— Start PROVIDED TEXT —

GLuint maxUniformBlockSize = static_cast<GLuint>(
std::min(static_cast<uint64_t>(0x10000), limitsWgpu.maxUniformBufferBindingSize));
const GLuint maxUniformVectors = maxUniformBlockSize / (sizeof(GLfloat) * 4);
const GLuint maxUniformComponents = maxUniformVectors * 4;
const int32_t maxPerStageUniformBuffers = rx::LimitToInt(
limitsWgpu.maxUniformBuffersPerShaderStage - kReservedPerStageDefaultUniformSlotCount);
// There is no additional limit to the combined number of components. We can have up to a
// maximum number of uniform buffers, each having the maximum number of components. Note that
// this limit includes both components in and out of uniform buffers.
//
// This value is limited to INT_MAX to avoid overflow when queried from glGetIntegerv().
const uint64_t maxCombinedUniformComponents =
std::min<uint64_t>(static_cast<uint64_t>(maxPerStageUniformBuffers +
kReservedPerStageDefaultUniformSlotCount) *
maxUniformComponents,
std::numeric_limits<GLint>::max());
for (gl::ShaderType shaderType : gl::AllShaderTypes())

— End PROVIDED TEXT —
— Start GIVEN DATA —

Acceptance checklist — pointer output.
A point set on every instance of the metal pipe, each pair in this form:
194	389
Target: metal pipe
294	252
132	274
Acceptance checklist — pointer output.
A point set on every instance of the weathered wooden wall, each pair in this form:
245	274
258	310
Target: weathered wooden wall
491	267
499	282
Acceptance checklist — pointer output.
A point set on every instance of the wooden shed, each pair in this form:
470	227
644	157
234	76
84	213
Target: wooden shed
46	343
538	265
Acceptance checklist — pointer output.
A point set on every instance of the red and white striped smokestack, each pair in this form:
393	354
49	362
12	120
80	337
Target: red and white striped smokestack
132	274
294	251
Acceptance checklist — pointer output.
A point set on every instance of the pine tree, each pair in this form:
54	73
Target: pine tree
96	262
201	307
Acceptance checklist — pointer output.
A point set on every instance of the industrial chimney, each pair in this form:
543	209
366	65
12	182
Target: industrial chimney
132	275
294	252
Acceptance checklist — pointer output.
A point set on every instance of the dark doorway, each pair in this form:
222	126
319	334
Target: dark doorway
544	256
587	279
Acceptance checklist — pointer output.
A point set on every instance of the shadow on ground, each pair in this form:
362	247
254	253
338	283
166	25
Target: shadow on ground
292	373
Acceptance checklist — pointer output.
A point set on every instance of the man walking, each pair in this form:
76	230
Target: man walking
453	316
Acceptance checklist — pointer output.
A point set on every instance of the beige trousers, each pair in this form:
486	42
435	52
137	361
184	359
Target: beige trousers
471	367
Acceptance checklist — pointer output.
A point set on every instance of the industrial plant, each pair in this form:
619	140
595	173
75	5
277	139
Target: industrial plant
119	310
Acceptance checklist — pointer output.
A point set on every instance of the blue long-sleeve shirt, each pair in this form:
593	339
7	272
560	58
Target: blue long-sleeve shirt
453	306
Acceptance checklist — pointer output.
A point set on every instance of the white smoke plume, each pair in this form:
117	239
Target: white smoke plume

— End GIVEN DATA —

• EXERCISES TO COMPLETE:
1: According to a comment in the code that computes uniform limits, why is the combined number of uniform components capped at INT_MAX?
2: Extend the code that computes uniform limits past its final line.

• TASK-BY-TASK OUTPUTS:
1: The cap avoids overflow when the value is queried from glGetIntegerv().

2:
{
glCaps->maxShaderUniformBlocks[shaderType] = maxPerStageUniformBuffers;
glCaps->maxShaderTextureImageUnits[shaderType] =
rx::LimitToInt(limitsWgpu.maxSamplersPerShaderStage);
glCaps->maxShaderStorageBlocks[shaderType] = 0;
glCaps->maxShaderUniformComponents[shaderType] = 0;
glCaps->maxShaderAtomicCounterBuffers[shaderType] = 0;
glCaps->maxShaderAtomicCounters[shaderType] = 0;
glCaps->maxShaderImageUniforms[shaderType] = 0;
glCaps->maxCombinedShaderUniformComponents[shaderType] = maxCombinedUniformComponents;
}
const GLint maxVaryingComponents = rx::LimitToInt(limitsWgpu.maxInterStageShaderVariables * 4);
glCaps->maxVertexAttributes = rx::LimitToInt(
limitsWgpu.maxVertexBuffers); // WebGPU has maxVertexBuffers and maxVertexAttributes but
// since each vertex attribute can use a unique buffer, we
// are limited by the total number of vertex buffers
glCaps->maxVertexUniformVectors =
maxUniformVectors; // Uniforms are implemented using a uniform buffer, so the max number of
// uniforms we can support is the max buffer range divided by the size
// of a single uniform (4X float).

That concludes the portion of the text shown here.